Fractals, Calculus and Jackson Pollock


“You’ve got to deny, ignore, and destroy a hell of a lot to get at truth.” –  Jackson Pollock

physics-of-pollock01_rect540 Pollock-No._5_1948 Pollock-No._14_1951 JacksonPollock-714485

I enjoy viewing fractals and especially like the fact that they are more than a line, they show a surface too. (I do take pleasure in a creature showing itself.) Also, and perhaps most importantly, they do not lend themselves to being differentiated, as in calculus.

Wikipedia says: “…fractals are usually nowhere differentiable.[2][6][8] An infinite fractal curve can be perceived of as winding through space differently from an ordinary line, still being a 1-dimensional line yet having a fractal dimension indicating it also resembles a surface.”

Listen to this: “In calculus, a differentiable function is a function whose derivative exists at each point in its domain. The graph of a differentiable function must have a non-vertical tangent line at each point in its domain. As a result, the graph of a differentiable function must be relatively smooth, and cannot contain any breaks, bends, cusps, or any points with a vertical tangent.”

### [Recorded information]

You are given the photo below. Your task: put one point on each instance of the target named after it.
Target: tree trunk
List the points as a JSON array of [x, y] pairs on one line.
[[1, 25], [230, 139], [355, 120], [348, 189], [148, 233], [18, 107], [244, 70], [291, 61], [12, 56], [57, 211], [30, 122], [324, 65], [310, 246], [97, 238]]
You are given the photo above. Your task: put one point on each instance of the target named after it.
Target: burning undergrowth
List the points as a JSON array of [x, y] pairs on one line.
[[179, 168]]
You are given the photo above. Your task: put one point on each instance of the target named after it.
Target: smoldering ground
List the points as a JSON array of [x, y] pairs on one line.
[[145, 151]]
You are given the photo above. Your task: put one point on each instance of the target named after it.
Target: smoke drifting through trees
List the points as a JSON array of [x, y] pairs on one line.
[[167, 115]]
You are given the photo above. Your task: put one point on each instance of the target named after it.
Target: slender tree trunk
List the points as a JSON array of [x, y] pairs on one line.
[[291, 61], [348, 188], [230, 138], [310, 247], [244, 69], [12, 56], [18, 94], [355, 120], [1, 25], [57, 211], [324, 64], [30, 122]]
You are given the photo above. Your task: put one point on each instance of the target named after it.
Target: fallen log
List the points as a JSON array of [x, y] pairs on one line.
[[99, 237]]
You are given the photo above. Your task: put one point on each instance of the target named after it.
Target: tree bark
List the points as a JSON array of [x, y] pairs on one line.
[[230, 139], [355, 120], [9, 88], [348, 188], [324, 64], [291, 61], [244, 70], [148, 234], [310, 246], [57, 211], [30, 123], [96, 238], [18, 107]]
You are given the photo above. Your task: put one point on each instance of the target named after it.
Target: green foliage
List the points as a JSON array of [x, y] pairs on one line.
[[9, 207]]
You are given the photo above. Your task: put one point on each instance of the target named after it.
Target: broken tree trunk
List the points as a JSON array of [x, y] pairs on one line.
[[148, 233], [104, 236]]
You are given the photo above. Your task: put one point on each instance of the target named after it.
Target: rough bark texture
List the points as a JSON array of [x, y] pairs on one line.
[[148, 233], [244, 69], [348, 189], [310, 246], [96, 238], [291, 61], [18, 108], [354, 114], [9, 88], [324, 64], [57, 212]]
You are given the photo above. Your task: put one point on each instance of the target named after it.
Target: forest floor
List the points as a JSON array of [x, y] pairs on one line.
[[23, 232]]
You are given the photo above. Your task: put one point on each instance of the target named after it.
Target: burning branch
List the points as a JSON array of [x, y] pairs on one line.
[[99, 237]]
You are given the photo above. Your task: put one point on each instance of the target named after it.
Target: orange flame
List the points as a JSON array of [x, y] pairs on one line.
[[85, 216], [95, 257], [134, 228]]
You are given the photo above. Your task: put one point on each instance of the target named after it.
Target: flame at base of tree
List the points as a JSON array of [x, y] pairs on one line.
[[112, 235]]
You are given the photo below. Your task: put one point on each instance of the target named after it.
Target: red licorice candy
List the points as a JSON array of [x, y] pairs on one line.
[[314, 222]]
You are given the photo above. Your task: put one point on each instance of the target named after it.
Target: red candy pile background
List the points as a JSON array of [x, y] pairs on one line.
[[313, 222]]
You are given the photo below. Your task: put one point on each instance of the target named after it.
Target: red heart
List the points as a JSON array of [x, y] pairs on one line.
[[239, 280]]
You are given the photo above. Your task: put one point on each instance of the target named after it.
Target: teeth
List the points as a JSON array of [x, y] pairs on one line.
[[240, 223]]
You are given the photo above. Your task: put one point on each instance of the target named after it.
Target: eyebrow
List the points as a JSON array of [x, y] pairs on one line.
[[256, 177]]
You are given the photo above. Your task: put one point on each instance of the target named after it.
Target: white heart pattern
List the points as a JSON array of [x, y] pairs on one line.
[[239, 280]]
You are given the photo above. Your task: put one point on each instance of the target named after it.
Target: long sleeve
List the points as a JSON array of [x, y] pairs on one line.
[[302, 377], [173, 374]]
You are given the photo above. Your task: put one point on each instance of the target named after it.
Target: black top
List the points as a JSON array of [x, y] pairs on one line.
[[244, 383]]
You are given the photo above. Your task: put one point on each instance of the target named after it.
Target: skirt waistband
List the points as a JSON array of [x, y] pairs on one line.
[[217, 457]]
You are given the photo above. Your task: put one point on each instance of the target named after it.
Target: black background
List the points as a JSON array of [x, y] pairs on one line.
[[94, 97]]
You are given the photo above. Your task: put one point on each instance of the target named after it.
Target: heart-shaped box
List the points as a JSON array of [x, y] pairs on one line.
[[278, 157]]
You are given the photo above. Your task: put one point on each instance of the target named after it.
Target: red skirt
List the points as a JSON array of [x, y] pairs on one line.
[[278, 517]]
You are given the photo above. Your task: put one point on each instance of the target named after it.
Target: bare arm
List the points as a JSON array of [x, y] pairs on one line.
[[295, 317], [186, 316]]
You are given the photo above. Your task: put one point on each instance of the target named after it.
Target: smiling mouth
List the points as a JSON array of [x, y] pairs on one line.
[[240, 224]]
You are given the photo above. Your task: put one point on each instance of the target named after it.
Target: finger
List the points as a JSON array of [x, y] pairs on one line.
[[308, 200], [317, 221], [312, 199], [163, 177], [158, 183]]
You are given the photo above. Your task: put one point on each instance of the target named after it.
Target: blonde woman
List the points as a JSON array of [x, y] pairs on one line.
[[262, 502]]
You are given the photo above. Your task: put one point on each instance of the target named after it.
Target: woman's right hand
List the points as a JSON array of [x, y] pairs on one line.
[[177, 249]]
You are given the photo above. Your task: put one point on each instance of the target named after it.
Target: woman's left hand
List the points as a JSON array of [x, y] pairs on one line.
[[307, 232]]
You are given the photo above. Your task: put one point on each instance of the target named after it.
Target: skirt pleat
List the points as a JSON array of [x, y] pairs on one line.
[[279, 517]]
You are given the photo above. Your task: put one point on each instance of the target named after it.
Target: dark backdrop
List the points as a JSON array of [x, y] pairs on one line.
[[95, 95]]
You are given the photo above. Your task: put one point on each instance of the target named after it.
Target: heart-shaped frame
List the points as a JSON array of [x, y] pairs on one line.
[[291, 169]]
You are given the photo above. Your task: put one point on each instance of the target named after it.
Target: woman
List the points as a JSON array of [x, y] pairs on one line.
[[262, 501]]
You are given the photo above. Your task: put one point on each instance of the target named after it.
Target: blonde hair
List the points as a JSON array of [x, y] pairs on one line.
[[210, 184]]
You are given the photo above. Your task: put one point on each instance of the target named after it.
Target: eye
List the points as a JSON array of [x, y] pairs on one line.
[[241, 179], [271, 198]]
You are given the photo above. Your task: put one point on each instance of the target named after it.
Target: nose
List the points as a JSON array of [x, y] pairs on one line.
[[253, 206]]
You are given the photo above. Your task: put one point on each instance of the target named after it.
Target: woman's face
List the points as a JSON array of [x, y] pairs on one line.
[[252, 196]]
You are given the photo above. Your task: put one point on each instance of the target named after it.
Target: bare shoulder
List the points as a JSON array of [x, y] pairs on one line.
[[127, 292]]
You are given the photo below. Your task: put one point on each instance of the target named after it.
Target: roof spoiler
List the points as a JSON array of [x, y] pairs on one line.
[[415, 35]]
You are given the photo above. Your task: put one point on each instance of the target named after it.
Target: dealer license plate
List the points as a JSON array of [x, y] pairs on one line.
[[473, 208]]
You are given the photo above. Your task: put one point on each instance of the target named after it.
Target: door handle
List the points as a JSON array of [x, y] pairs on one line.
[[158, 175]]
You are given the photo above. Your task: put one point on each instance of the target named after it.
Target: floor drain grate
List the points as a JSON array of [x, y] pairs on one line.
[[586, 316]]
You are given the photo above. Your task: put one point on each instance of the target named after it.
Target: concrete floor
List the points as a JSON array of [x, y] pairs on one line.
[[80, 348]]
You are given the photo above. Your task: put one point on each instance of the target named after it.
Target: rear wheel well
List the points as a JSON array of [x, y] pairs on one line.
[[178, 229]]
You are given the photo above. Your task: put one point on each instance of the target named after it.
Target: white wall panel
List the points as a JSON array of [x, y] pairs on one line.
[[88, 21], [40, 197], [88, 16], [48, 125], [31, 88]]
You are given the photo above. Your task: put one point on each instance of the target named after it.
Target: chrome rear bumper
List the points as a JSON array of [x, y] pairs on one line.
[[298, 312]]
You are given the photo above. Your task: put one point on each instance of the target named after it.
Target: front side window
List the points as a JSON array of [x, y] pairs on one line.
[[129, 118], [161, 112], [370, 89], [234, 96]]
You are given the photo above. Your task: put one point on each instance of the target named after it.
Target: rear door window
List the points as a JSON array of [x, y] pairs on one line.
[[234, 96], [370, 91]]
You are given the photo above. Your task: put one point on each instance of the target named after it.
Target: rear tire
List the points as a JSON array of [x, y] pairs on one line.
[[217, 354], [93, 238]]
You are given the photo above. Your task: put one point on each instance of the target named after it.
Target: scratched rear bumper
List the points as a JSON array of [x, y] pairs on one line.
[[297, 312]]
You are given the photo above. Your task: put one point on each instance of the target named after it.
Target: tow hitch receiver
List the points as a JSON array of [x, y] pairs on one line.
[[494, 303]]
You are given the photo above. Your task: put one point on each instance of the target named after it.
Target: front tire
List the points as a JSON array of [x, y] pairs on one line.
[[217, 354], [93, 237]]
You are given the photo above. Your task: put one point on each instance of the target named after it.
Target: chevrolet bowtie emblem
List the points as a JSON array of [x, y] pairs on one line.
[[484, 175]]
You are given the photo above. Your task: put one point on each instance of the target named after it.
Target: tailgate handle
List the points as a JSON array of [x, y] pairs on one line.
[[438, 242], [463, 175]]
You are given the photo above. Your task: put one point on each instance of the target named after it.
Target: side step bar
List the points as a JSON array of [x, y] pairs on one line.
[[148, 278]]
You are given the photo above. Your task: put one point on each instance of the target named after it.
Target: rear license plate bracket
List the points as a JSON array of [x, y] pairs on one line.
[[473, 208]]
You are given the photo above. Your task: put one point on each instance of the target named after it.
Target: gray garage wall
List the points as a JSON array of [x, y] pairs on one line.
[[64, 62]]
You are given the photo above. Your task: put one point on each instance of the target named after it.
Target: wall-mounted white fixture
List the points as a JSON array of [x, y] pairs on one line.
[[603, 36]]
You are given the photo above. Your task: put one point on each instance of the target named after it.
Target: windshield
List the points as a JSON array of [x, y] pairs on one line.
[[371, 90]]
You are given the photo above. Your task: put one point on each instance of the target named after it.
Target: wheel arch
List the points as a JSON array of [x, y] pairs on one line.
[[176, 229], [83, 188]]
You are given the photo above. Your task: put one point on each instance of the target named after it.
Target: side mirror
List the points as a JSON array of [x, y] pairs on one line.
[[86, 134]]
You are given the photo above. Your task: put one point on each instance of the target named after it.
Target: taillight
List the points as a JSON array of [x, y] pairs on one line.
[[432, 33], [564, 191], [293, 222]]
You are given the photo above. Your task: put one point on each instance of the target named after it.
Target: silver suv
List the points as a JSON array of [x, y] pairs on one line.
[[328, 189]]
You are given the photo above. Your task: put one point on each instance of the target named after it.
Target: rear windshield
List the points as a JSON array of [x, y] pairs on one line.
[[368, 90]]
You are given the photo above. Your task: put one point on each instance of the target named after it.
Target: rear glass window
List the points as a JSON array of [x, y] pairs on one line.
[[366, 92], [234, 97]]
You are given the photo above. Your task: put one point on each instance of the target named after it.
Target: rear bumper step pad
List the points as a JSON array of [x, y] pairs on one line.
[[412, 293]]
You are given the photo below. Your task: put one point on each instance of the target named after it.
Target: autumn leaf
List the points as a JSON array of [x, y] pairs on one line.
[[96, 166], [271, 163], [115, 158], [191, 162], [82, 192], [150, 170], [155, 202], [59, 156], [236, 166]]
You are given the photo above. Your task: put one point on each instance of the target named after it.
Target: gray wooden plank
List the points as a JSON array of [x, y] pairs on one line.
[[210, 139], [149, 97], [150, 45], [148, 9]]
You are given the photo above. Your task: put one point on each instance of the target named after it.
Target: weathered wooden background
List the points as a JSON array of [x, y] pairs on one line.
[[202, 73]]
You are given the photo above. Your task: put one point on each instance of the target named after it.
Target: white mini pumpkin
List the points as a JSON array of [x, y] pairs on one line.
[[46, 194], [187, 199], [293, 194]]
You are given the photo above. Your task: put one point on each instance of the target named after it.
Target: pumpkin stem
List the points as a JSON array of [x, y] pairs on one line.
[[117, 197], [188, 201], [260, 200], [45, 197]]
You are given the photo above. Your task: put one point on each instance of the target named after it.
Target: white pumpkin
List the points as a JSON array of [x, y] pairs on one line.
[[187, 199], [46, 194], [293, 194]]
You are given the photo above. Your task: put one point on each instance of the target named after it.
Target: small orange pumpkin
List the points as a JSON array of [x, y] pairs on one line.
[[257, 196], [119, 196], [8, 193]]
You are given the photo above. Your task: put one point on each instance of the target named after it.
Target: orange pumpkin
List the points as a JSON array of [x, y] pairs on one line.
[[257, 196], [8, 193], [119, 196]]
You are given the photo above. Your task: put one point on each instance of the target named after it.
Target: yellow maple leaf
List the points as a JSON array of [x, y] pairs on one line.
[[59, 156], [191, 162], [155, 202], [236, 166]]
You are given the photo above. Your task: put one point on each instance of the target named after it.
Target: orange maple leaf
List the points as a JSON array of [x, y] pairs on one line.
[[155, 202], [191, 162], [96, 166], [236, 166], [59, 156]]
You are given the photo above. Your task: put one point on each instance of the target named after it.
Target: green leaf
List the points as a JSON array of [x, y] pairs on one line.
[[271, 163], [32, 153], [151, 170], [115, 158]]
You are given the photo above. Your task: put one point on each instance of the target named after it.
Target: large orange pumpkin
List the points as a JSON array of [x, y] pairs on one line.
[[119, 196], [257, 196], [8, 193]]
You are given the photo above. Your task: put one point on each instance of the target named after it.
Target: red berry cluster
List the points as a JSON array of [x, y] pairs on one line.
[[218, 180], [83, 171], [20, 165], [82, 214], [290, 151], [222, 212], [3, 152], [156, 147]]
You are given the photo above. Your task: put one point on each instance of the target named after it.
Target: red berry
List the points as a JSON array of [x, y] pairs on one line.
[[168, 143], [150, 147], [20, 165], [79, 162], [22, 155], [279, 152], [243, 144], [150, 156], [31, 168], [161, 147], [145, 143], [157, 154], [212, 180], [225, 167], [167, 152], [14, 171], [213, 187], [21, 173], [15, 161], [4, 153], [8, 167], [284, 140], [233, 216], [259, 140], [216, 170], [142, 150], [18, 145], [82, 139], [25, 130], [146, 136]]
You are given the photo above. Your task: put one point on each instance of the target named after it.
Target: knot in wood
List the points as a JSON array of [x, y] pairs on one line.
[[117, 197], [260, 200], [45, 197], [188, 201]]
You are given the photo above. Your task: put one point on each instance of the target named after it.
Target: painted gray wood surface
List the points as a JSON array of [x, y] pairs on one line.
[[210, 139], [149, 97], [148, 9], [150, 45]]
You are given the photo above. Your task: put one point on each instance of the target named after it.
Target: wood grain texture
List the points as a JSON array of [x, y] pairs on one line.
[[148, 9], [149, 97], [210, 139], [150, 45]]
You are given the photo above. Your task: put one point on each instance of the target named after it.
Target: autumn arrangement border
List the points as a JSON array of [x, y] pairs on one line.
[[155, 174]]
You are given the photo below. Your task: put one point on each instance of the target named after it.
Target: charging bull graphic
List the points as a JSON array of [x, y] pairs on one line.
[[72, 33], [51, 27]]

### [What to work on]
a - According to the post on fractals and Jackson Pollock, what must the graph of a differentiable function have at each point in its domain?
b - Pick up the post on fractals and Jackson Pollock after its final sentence and carry it on.

### [Responses in order]
a - A non-vertical tangent line.

b -
You will recall that it is maintained that Jackson Pollock uses these creatures, fractals, in some of his paintings, so that the image to some is more prestigious since our painter, artist is now a scientist and enlists the difficult art of design versus just flinging paint. Seems to me that flinging paint has its methods and just as well stands on its own merits. There is of course many possibilities of influence as in chaos or the poets hand, that is, the artist as instrument. I think the end point is in our imaginative judgment, so leave it to us.

For those interested here is a good article on Pollock’s painting and his use of fractals.

http://www.nytimes.com/2006/12/02/books/02frac.html?_r=0

http://usatoday30.usatoday.com/tech/science/2006-12-24-pollock-authentication_x.htm

Fractal Brushup from Discovery Magazine article:

In Jackson Pollock’s drip paintings, as in nature, certain patterns are repeated again and again at various levels of magnification. Such fractals have varying degrees of complexity (or fractal dimension, called D), ranked by mathematicians on a series of scales of 0 to 3. A straight line (fig. D=1) or a flat horizon, rank at the bottom of a scale, whereas densely interwoven drips (fig. D=1.8) or tree branches rank higher up. Fractal patterns may account for some of the lasting appeal of Pollock’s work. They also enable physicist Richard Taylor to separate true Pollocks from the drip paintings created by imitators and forgers. Early last year, for instance, an art collector in Texas asked Taylor to look at an unsigned, undated canvas suspected to be by Pollock. When Taylor analyzed the painting, he found that it had no fractal dimension and thus must have been by another artist.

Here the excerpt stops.